_Work to do_
Put every line of the entries below into a JSON list of strings, one string per line, with blank lines omitted.

━━━━━━━━

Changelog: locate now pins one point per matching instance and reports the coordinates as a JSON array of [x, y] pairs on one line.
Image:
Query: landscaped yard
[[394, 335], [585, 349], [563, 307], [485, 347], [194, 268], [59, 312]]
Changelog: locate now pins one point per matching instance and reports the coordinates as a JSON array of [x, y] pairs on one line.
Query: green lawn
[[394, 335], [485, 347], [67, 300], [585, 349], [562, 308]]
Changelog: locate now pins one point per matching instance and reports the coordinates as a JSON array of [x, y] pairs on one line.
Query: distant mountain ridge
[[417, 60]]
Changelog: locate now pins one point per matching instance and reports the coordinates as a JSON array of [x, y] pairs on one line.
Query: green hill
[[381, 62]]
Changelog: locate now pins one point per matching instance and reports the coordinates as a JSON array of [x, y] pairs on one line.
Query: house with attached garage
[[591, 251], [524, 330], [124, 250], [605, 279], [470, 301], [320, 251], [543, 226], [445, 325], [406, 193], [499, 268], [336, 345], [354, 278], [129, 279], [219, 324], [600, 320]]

━━━━━━━━

_Task response_
[
  "Changelog: locate now pins one point per matching instance and reports the coordinates as a JSON array of [x, y] pairs on one line.",
  "Image:",
  "Query: landscaped yard",
  "[[394, 335], [585, 349], [563, 307], [485, 347], [194, 268], [59, 312]]",
  "Changelog: locate now pins one point per matching instance and reports the coordinates as a JSON array of [x, y] pairs on one line.",
  "Query: green lawn",
  "[[394, 335], [485, 347], [67, 300], [585, 349], [562, 308]]",
  "Changelog: locate now pins one point per matching instance and reports the coordinates as a JSON array of [x, y] pairs on one line.",
  "Query: distant mountain ridge",
  "[[417, 60]]",
  "Changelog: locate now pins one point per matching instance and reports the coordinates as a JSON array of [x, y] pairs on one line.",
  "Query: green hill",
  "[[381, 62]]",
  "Changelog: locate now pins one point per matching instance and reports the coordinates as a JSON array of [x, y] pairs on one line.",
  "Query: house with attached garage",
  "[[591, 251], [524, 330], [124, 250], [605, 279], [470, 301], [320, 251], [543, 226], [445, 325], [406, 193], [499, 268], [336, 345], [354, 278], [129, 279], [219, 324], [600, 320]]"
]